• YOUR OBJECTIVE: What you give back should match the records word for word.

BEGIN RECORDS

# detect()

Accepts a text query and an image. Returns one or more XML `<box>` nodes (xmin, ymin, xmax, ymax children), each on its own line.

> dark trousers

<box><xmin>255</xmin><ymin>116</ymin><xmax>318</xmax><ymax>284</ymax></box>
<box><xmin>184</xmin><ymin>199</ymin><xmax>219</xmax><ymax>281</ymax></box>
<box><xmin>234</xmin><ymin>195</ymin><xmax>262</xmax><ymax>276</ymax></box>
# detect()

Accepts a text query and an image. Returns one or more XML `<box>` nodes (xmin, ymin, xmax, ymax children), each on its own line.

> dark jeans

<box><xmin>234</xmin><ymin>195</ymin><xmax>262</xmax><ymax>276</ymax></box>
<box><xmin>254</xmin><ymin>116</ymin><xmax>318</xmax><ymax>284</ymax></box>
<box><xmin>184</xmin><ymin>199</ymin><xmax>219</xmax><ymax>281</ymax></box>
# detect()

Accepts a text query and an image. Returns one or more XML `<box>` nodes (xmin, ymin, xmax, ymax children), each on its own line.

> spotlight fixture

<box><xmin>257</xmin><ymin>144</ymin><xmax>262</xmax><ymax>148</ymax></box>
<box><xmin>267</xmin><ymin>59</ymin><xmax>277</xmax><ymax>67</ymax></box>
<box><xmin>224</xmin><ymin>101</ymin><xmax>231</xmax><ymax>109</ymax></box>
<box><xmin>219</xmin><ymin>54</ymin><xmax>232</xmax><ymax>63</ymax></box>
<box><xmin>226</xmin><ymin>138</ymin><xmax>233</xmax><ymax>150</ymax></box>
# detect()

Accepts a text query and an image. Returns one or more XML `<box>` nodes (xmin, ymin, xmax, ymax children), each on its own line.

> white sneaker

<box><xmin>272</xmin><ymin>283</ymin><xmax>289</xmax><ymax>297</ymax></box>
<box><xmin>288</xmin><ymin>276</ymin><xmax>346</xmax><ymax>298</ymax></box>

END RECORDS

• WRITTEN RESPONSE:
# detect()

Accepts a text query and an image. Returns one or more XML `<box>` nodes (xmin, ymin, xmax, ymax children), each on its own line.

> dark trousers

<box><xmin>255</xmin><ymin>116</ymin><xmax>318</xmax><ymax>284</ymax></box>
<box><xmin>184</xmin><ymin>199</ymin><xmax>219</xmax><ymax>281</ymax></box>
<box><xmin>234</xmin><ymin>195</ymin><xmax>262</xmax><ymax>276</ymax></box>
# detect()

Accepts a text query and an image. Returns one or more XML `<box>` nodes (xmin, ymin, xmax, ymax children), each on its own line.

> dark jeans

<box><xmin>234</xmin><ymin>195</ymin><xmax>262</xmax><ymax>276</ymax></box>
<box><xmin>254</xmin><ymin>116</ymin><xmax>318</xmax><ymax>284</ymax></box>
<box><xmin>184</xmin><ymin>199</ymin><xmax>219</xmax><ymax>281</ymax></box>
# detect()

Accepts a text query and an image. Returns one or more XML `<box>` nodes (xmin, ymin, xmax, ymax children), each on its own line.

> spotlight fixture

<box><xmin>257</xmin><ymin>144</ymin><xmax>262</xmax><ymax>148</ymax></box>
<box><xmin>267</xmin><ymin>59</ymin><xmax>277</xmax><ymax>67</ymax></box>
<box><xmin>224</xmin><ymin>101</ymin><xmax>231</xmax><ymax>109</ymax></box>
<box><xmin>219</xmin><ymin>54</ymin><xmax>232</xmax><ymax>63</ymax></box>
<box><xmin>226</xmin><ymin>138</ymin><xmax>233</xmax><ymax>150</ymax></box>
# detect()

Accepts a text query and an image. Returns one or more XML `<box>` nodes (xmin, ymin, xmax, ymax children), each on its own line.

> white sneaker

<box><xmin>272</xmin><ymin>283</ymin><xmax>289</xmax><ymax>297</ymax></box>
<box><xmin>288</xmin><ymin>276</ymin><xmax>346</xmax><ymax>298</ymax></box>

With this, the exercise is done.